Instructions to follow -
Your answer should be the full set of entries, given again without alteration.
◇ ◇ ◇ ◇
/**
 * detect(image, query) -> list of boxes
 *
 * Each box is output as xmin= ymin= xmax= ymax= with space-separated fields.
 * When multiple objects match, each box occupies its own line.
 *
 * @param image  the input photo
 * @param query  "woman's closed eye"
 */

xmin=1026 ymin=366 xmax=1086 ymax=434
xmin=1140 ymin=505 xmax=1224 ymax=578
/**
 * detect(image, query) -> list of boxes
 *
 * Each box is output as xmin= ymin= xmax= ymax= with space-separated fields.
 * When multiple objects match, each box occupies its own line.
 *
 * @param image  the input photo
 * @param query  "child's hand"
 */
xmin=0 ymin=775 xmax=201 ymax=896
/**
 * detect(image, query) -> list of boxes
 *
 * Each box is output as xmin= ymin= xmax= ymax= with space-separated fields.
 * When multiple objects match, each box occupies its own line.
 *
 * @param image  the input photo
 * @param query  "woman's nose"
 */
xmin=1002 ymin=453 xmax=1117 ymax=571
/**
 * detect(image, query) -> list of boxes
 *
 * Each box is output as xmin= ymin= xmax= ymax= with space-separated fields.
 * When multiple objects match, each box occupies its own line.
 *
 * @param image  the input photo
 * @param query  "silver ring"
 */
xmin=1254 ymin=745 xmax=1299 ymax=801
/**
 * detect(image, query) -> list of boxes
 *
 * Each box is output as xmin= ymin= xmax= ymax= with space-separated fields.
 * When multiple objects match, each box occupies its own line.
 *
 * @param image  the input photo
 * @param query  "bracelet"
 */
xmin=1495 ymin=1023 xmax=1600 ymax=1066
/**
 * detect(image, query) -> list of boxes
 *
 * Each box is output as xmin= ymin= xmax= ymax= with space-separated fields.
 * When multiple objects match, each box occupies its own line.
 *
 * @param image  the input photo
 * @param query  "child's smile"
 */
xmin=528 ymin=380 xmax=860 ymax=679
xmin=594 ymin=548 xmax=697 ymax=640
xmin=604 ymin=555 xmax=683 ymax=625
◇ ◇ ◇ ◇
Answer to the exercise -
/**
 * detect(image, query) -> list of boxes
 *
 * Each box is output as xmin= ymin= xmax= ymax= with space-separated fields.
 * When multiple objects match, each box occupies its own line.
 *
 * @param image  the input photo
 * @param query  "woman's closed eye"
 */

xmin=1026 ymin=366 xmax=1086 ymax=434
xmin=1140 ymin=505 xmax=1224 ymax=578
/**
 * detect(image, query) -> list of boxes
 *
 * Each box is output as xmin= ymin= xmax= ymax= with space-separated fields.
 * When multiple objects match, each box occupies its own line.
 *
 * @param image  the input photo
 * @param query  "child's hand"
 */
xmin=0 ymin=775 xmax=201 ymax=896
/**
 * detect(image, query) -> list of boxes
 *
 * Each box is output as xmin= ymin= xmax= ymax= with space-separated fields.
 * When multiple objects match, each box occupies its own line.
 *
 * @param image  the input photo
 * @param query  "woman's nose"
 */
xmin=1002 ymin=453 xmax=1117 ymax=571
/**
 * detect(image, query) -> list of boxes
 *
 * Each box is output as xmin= ymin= xmax= ymax= with space-separated fields.
 * When multiple objects match, each box occupies its own line.
 *
 * @param image  the input photo
 * @param query  "silver ring"
 */
xmin=1254 ymin=745 xmax=1299 ymax=801
/**
 * detect(image, query) -> list of boxes
 *
 * Each box is output as xmin= ymin= xmax= ymax= with space-separated fields.
 * When multiple objects match, each box occupies its own line.
 *
 * @param image  the input photo
 * @param query  "bracelet"
 */
xmin=1495 ymin=1023 xmax=1600 ymax=1066
/**
 * detect(image, query) -> list of boxes
 *
 * Each box is output as xmin= ymin= xmax= ymax= with space-separated fields.
 * When multiple objects match, each box occupies its own line.
 *
 * @param image  the input photo
 * @param query  "child's smile"
 */
xmin=528 ymin=380 xmax=860 ymax=679
xmin=594 ymin=548 xmax=697 ymax=640
xmin=604 ymin=555 xmax=683 ymax=625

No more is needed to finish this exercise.